Objetivos
**1.** En el texto sobre el hijo pródigo, ¿por qué presenta nuestro Señor tres parábolas? Responde en una a tres oraciones.
**2.** ¿Cuáles son las parábolas que menciona el texto sobre el hijo pródigo?
**3.** Prosigue el texto sobre el hijo pródigo a partir de su última oración.

Fragmento del texto
Situemos
el texto Evangélico que hemos escuchado hoy. Ante la crítica de los escribas y
fariseos y las murmuraciones de estos por el trato que da nuestro Señor a los
pecadores, Él presenta tres parábolas que enfatizan el infinito y misericordioso
amor de Dios por los hombres y en especial por los pecadores arrepentidos.
Estas tres parábolas son la de la oveja perdida, la dracma extraviada y el hijo
pródigo.
El
joven del Evangelio, pide a su padre la parte de su herencia y marcha a una
tierra lejana donde disipa todo lo que había obtenido de su padre en una vida
de pecado. El alma que ha recibido gratis de Dios como un regalo la gracia y
los dones divinos por el bautismo, se aparta de Dios, se disipa en el mundo de
los sentidos y pasiones, pierde la razón y la contemplación divina, como nos
dice San Gregorio Palamás y pierde su comunión con Dios, su Padre. El hombre
disipa su alma, pervierte sus pensamientos, se pierde en medio de todo tipo de
falsas ideologías y enseñanzas erróneas, la extravía y termina cayendo en toda
clase de pecados, en la mayoría de las ocasiones, como fruto y culminación de
ese engaño de su alma que no los considera ya ni siquiera pecados. Para el Santo
de Salónica el alma es nuestra gran riqueza y la rectitud de pensamiento es la
gran riqueza del alma. Si el alma esta corrompida entonces esta se pierde en la
fornicación y la imprudencia.
Esta
huida de Dios al mundo quimérico del exterior, es a lo que se refiere el salmo
de David cuando decimos: “El que se aparta de ti, perecerá” (Sal 72,26). Aunque
se les vea vivos, en realidad están muertos y en esa muerte verdadera que es la
muerte espiritual. El hombre que se aleja de Dios, de la Iglesia y de la
Verdad, cree que el pecado lo llena, lo satisface, lo alegra… Más todo es
momentáneo, enseguida aparece el vacío en el alma, la falta de sentido en la
vida y en la propia existencia que conducen finalmente a la desesperación.
Quiere saciarse con el alimento de los cerdos, con la satisfacción de las
pasiones que burlones, le niegan los demonios. Ante esto hay dos salidas:
continuar corriendo hacia el precipicio de la angustia emocional y existencial,
alejándose obstinadamente más y más de Dios; o humillarse, arrepentirse y
recuperar el sentido de su vida.

Datos proporcionados
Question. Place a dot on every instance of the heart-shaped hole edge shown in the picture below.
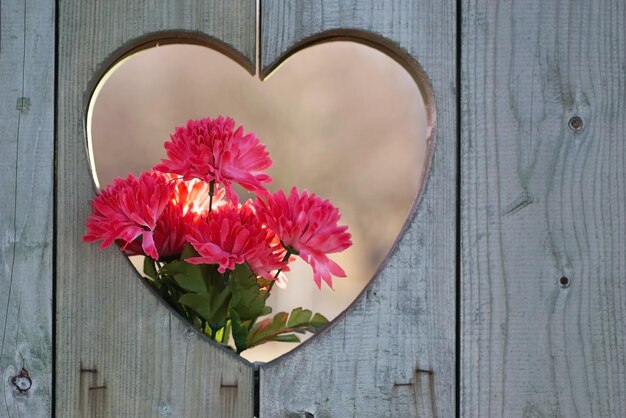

Respuestas
**1.** Las presenta ante la crítica y las murmuraciones de los escribas y fariseos por el trato que da a los pecadores. Con ellas enfatiza el infinito y misericordioso amor de Dios por los hombres, en especial por los pecadores arrepentidos.

**2.**
- La oveja perdida
- La dracma extraviada
- El hijo pródigo

**3.**
Nos
dice el Evangelio que aquel joven volvió en sí mismo cuando paró y reflexionó
sobre él y sus circunstancias. Hoy en día nos encontramos con la triste
situación de que se ha perdido el ejercicio de la reflexión, del pararse para
estar con uno mismo. La sociedad nos lleva por el camino de todo lo rápido, las
prisas en la vida cotidiana, el continuo ir y venir, las actividades laborales,
sociales, familiares que se agolpan unas junto a otras. El mundo de las redes
sociales y la televisión nos impiden pararnos, leer, reflexionar, pensar sobre
lo que sucede a nuestro alrededor, lo que nos sucede a nosotros mismos. Todo
son flases, opiniones, pequeñas noticias e informaciones que nos llevan de unas
a otras, de un link a otro link, sin tiempo a digerir ni a distinguir lo
verdadero de lo falso, lo útil de lo inútil. Cuando somos capaces de pasar de
lo exterior a lo interior vemos en lo que hemos convertido nuestras vidas,
hemos terminado apacentando cerdos, engordando nuestras pasiones y acordamos de
la casa de nuestro Padre, sentimos hambre, pero no es un hambre material, es el
hambre de lo que perdimos, el hambre y la sed de la gracia, de la oración, de
los sacramentos y surge el deseo de volver a la casa del Padre, de abandonar el
fango del pecado y los cerdos de las pasiones.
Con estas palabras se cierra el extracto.